Fundraisers: Stop Talking About Your Organization. Start Listening to Donors

 photo: pathdoc/shutterstock

 photo: pathdoc/shutterstock

All too often, fundraisers and charitable organizations ignore or even reject the proven practices that unlock the largest gifts from philanthropic individuals and families. That’s why most nonprofits are only realizing a fraction of what they could be raising, according to Ron Schiller, a seasoned fundraiser who has been in four billion-dollar-plus fundraising drives.

One big (but constantly repeated) mistake, he said, is spending lots of time, effort and money focusing only on the organization’s needs, campaign goals and timeline, and then showcasing those needs in slick capital campaign brochures, videos, and other materials—before even talking with donors.

“We start with the organization’s needs and timelines,” but the vast majority of top donors, especially the wealthiest ones, aren’t motivated by the campaign end date, and they are much more motivated when an organization’s needs mesh with their own objectives, said Schiller, who recently led a session at the annual conference of the National Association of Charitable Gift Planners in Baltimore.

** To-do list **
1 > In how many billion-dollar-plus fundraising drives has Ron Schiller taken part, according to the fundraising article?
2 > Quote the fundraising article from "All too often, fundraisers" to "billion-dollar-plus fundraising drives.".

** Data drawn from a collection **
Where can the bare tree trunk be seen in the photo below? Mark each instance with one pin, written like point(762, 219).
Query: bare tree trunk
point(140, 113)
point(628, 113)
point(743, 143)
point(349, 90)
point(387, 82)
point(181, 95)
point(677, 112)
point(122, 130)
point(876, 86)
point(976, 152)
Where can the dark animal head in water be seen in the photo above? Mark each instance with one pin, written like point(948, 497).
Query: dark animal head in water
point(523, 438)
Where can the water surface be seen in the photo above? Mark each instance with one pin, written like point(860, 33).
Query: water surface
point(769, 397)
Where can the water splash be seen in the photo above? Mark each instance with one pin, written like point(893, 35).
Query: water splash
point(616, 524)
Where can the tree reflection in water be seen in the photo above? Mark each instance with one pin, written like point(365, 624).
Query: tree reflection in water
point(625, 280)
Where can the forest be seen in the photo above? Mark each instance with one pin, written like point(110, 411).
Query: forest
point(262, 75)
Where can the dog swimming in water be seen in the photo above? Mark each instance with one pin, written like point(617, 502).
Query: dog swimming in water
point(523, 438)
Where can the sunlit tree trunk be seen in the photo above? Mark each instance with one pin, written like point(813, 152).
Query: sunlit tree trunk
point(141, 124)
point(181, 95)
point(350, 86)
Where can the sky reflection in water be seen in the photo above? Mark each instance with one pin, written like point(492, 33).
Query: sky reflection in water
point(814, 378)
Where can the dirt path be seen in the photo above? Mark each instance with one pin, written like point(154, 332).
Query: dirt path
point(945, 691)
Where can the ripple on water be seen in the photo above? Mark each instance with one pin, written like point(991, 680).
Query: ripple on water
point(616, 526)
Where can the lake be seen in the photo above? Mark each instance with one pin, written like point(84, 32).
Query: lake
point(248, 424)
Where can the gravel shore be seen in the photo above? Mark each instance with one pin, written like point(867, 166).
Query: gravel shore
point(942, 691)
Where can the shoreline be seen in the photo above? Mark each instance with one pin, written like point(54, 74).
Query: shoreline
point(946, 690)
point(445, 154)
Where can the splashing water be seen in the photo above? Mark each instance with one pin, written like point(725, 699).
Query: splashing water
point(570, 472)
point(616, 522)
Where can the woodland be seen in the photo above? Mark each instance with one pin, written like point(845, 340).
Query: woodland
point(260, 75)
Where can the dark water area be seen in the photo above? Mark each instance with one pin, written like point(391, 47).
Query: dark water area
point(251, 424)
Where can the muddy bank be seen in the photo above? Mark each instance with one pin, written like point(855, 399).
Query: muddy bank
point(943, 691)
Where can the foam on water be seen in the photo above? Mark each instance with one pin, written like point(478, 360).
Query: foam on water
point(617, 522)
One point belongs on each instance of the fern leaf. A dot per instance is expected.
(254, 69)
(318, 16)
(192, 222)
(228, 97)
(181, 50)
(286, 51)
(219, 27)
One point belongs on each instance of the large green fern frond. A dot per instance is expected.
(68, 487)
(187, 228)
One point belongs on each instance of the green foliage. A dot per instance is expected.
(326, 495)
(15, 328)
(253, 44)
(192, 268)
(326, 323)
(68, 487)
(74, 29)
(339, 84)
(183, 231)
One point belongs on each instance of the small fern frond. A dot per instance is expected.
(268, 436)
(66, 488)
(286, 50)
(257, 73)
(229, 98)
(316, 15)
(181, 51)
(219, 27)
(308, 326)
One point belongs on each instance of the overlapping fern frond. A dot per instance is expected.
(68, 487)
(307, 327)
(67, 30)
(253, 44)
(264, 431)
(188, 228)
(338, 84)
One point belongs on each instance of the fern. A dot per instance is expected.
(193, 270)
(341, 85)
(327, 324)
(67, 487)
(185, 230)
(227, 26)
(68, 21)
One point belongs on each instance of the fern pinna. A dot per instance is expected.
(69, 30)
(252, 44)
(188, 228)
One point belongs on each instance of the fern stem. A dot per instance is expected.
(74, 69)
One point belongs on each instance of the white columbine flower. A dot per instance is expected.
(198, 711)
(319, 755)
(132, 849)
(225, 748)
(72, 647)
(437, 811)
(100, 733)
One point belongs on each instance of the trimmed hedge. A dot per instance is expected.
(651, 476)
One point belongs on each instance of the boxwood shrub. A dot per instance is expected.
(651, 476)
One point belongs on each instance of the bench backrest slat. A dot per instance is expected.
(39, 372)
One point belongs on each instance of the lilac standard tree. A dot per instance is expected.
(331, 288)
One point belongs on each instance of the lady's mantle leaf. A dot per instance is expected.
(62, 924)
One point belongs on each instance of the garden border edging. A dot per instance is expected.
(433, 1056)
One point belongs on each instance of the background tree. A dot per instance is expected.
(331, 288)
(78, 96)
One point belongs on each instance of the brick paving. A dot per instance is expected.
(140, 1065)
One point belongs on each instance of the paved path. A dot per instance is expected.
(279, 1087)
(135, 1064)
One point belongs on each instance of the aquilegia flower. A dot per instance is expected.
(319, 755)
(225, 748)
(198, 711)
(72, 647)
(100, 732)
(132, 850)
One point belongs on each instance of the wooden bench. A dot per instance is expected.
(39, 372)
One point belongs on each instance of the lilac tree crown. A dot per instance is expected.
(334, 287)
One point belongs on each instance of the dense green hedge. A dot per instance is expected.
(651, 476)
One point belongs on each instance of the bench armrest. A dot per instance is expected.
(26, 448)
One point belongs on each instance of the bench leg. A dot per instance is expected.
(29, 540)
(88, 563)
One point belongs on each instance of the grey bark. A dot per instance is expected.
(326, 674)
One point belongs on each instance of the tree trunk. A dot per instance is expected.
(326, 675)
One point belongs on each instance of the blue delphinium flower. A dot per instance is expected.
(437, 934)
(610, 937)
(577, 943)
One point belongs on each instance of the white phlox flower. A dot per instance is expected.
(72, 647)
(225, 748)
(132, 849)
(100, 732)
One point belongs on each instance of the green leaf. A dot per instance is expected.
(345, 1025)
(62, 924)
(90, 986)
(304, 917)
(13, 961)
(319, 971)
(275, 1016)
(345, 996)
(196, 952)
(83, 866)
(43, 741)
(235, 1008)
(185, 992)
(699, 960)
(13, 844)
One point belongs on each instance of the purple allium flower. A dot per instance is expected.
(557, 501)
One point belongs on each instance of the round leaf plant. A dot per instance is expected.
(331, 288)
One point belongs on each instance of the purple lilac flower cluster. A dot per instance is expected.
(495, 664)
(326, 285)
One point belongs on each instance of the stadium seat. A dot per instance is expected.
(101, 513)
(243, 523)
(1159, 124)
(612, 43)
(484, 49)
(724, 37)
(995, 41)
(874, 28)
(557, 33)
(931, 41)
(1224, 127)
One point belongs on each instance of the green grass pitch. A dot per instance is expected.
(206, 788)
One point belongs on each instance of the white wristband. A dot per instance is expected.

** Outputs by task **
1 > Four.

2 >
All too often, fundraisers and charitable organizations ignore or even reject the proven practices that unlock the largest gifts from philanthropic individuals and families. That’s why most nonprofits are only realizing a fraction of what they could be raising, according to Ron Schiller, a seasoned fundraiser who has been in four billion-dollar-plus fundraising drives.